### EXERCISE GOAL:
Copy out every record below with complete accuracy.
━━ RECORDS PROVIDED ━━
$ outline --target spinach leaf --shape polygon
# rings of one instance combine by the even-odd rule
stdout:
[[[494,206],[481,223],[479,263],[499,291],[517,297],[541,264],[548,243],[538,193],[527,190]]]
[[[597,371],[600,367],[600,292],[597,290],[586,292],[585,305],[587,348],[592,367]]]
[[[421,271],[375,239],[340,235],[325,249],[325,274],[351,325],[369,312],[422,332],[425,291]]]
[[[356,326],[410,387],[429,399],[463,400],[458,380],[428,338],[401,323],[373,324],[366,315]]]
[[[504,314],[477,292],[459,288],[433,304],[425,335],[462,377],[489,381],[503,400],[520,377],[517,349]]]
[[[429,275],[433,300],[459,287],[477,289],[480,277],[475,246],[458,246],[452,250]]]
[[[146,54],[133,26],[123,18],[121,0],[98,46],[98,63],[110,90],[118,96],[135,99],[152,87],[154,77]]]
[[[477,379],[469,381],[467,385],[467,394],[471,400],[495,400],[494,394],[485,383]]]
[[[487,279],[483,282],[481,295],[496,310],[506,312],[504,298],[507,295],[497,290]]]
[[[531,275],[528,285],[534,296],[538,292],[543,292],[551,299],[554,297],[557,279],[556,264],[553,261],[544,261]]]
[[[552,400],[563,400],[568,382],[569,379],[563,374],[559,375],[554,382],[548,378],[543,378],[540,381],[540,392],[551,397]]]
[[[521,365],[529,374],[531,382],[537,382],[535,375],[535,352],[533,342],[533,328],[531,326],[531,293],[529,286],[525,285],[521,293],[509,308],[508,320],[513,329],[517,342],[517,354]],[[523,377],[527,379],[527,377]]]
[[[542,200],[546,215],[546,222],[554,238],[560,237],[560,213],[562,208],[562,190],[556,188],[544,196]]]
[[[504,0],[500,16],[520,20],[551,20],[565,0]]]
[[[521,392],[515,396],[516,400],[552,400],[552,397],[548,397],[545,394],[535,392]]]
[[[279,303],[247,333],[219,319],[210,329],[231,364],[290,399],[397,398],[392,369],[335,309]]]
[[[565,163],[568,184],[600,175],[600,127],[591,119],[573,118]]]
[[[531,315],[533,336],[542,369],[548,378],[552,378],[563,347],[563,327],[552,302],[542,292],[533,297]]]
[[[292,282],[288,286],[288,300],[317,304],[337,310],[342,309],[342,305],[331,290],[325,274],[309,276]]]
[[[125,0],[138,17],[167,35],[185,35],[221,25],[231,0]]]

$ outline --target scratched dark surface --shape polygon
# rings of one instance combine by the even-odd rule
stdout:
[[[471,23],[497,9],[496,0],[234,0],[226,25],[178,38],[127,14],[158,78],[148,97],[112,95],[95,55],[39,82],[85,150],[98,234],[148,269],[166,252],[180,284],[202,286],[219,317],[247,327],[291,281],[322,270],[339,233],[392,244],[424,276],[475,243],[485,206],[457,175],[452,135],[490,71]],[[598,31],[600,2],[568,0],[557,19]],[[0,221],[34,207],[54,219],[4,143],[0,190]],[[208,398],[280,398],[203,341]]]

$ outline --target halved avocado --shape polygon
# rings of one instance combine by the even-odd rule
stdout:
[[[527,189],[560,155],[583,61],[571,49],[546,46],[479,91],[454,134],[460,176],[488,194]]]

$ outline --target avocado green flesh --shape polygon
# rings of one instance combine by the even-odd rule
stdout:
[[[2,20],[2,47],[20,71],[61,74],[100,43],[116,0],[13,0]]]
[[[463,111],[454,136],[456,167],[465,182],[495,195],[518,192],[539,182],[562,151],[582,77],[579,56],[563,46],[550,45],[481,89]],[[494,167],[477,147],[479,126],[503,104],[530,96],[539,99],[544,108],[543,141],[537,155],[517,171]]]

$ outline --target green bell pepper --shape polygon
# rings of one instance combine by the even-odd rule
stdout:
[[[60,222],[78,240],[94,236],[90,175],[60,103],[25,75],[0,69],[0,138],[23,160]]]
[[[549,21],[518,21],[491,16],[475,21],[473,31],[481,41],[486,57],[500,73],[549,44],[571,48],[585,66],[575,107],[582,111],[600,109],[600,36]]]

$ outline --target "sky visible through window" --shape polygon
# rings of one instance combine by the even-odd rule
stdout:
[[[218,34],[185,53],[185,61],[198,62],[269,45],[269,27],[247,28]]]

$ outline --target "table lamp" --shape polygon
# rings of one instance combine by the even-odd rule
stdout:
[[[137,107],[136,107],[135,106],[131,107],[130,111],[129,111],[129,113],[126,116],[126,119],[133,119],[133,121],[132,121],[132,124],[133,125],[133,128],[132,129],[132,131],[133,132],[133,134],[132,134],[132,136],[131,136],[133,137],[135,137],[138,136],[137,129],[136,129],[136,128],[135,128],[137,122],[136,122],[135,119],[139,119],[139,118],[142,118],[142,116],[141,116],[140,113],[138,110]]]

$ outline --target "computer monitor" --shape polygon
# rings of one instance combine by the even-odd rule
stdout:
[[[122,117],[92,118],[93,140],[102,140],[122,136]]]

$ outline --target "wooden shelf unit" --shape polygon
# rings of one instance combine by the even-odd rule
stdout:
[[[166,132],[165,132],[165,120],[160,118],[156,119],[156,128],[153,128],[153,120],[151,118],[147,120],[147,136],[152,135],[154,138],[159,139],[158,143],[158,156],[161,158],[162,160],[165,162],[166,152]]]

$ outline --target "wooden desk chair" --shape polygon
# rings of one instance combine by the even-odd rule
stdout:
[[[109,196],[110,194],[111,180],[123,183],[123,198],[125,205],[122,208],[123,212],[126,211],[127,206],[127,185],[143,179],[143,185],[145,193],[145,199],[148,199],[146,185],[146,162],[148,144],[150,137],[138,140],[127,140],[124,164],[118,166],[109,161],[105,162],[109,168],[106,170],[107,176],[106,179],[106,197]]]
━━━
### SOLUTION BELOW:
$ outline --target spinach leaf --shape polygon
# rings of one instance combine by the even-odd rule
stdout:
[[[494,206],[481,223],[479,263],[499,291],[517,297],[541,264],[548,243],[538,193],[527,190]]]
[[[597,371],[600,367],[600,292],[597,290],[586,292],[585,305],[587,348],[592,367]]]
[[[421,271],[375,239],[340,235],[325,249],[325,274],[351,325],[369,312],[422,332],[425,291]]]
[[[356,326],[410,387],[429,399],[463,400],[458,380],[428,338],[401,323],[373,324],[366,315]]]
[[[504,314],[477,292],[459,288],[433,304],[425,335],[462,377],[489,381],[503,400],[520,377],[517,349]]]
[[[429,275],[433,300],[459,287],[477,289],[480,277],[475,246],[458,246],[452,250]]]
[[[146,54],[133,26],[123,18],[121,0],[98,46],[98,63],[110,90],[118,96],[135,99],[152,87],[154,77]]]
[[[477,379],[469,381],[467,385],[467,394],[471,400],[495,400],[494,394],[485,383]]]
[[[487,279],[483,282],[481,295],[496,310],[506,312],[504,298],[507,295],[497,290]]]
[[[531,275],[528,285],[534,296],[538,292],[543,292],[551,299],[554,297],[557,279],[556,264],[553,261],[544,261]]]
[[[552,400],[563,400],[568,382],[569,379],[563,374],[559,375],[554,382],[548,378],[543,378],[540,381],[540,392],[551,397]]]
[[[521,365],[529,374],[531,382],[537,382],[535,375],[535,352],[533,342],[533,328],[531,326],[531,293],[529,286],[525,285],[521,293],[509,308],[508,320],[513,329],[517,342],[517,354]],[[523,377],[527,379],[527,377]]]
[[[542,200],[546,215],[546,222],[554,238],[560,237],[560,213],[562,208],[562,190],[556,188],[544,196]]]
[[[504,0],[500,16],[520,20],[551,20],[565,0]]]
[[[521,392],[515,396],[516,400],[552,400],[552,397],[548,397],[545,394],[535,392]]]
[[[279,303],[247,333],[219,319],[210,329],[231,364],[290,399],[397,398],[392,369],[335,309]]]
[[[565,163],[568,184],[600,175],[600,127],[591,119],[573,118]]]
[[[531,315],[533,336],[542,369],[548,378],[552,378],[563,347],[563,327],[552,302],[542,292],[533,297]]]
[[[292,282],[288,286],[288,300],[317,304],[337,310],[342,309],[342,305],[331,290],[325,274],[309,276]]]
[[[125,0],[138,17],[167,35],[185,35],[221,25],[231,0]]]

$ outline --target scratched dark surface --shape polygon
# rings of one instance combine by the even-odd rule
stdout:
[[[471,23],[497,9],[496,0],[234,0],[226,25],[178,38],[127,14],[158,78],[148,97],[112,95],[95,55],[39,82],[85,150],[98,234],[148,269],[166,252],[180,284],[202,286],[219,317],[247,327],[291,281],[322,270],[339,233],[392,244],[424,276],[475,243],[485,206],[457,175],[452,135],[490,71]],[[598,31],[600,2],[568,0],[557,19]],[[0,221],[34,207],[54,219],[4,143],[0,190]],[[208,398],[280,398],[203,341]]]

$ outline --target halved avocado --shape polygon
# rings of one instance combine by the even-odd rule
stdout:
[[[527,189],[560,155],[583,61],[571,49],[546,46],[479,91],[454,134],[460,176],[488,194]]]

$ outline --target avocado green flesh --shape polygon
# rings of one instance combine by the even-odd rule
stdout:
[[[2,20],[2,47],[20,71],[61,74],[100,43],[116,0],[13,0]]]
[[[463,111],[454,136],[456,167],[465,182],[495,195],[518,192],[539,182],[562,151],[582,77],[579,56],[563,46],[550,45],[481,89]],[[494,167],[477,147],[479,126],[503,104],[530,96],[539,99],[544,108],[543,141],[537,155],[517,171]]]

$ outline --target green bell pepper --shape polygon
# rings of one instance combine by the even-odd rule
stdout:
[[[60,222],[78,240],[94,236],[90,175],[60,103],[25,75],[0,69],[0,138],[23,160]]]
[[[549,21],[518,21],[491,16],[475,21],[473,31],[481,41],[486,57],[500,73],[549,44],[571,48],[585,66],[575,107],[582,111],[600,109],[600,36]]]

$ outline --target "sky visible through window" --shape polygon
# rings of one instance combine by the even-odd rule
stdout:
[[[218,34],[185,53],[185,61],[198,62],[269,45],[269,27],[247,28]]]

$ outline --target "table lamp" --shape polygon
# rings of one instance combine by the even-odd rule
stdout:
[[[137,107],[136,107],[135,106],[131,107],[130,111],[129,111],[129,113],[126,116],[126,119],[133,119],[133,121],[132,121],[132,124],[133,125],[133,128],[132,129],[132,131],[133,132],[133,134],[132,134],[132,136],[131,136],[133,137],[135,137],[138,136],[137,129],[136,129],[136,128],[135,128],[137,122],[136,122],[135,119],[139,119],[139,118],[142,118],[142,116],[141,116],[140,113],[138,110]]]

$ outline --target "computer monitor" --shape polygon
# rings of one instance combine by the even-odd rule
stdout:
[[[122,117],[92,118],[93,140],[102,140],[122,136]]]

$ outline --target "wooden shelf unit" --shape polygon
# rings of one instance combine by the even-odd rule
stdout:
[[[166,132],[165,132],[165,120],[160,118],[156,119],[156,128],[153,128],[153,120],[151,118],[147,120],[147,136],[152,135],[154,138],[159,139],[158,143],[158,156],[161,158],[162,160],[165,162],[166,152]]]

$ outline --target "wooden desk chair" --shape polygon
# rings of one instance combine by the even-odd rule
stdout:
[[[109,196],[110,194],[111,180],[123,183],[123,198],[125,205],[122,208],[123,212],[126,211],[127,206],[127,185],[143,179],[143,185],[145,193],[145,199],[148,199],[146,185],[146,162],[148,144],[150,137],[138,140],[127,140],[124,164],[118,166],[109,161],[105,162],[109,168],[106,170],[107,176],[106,179],[106,197]]]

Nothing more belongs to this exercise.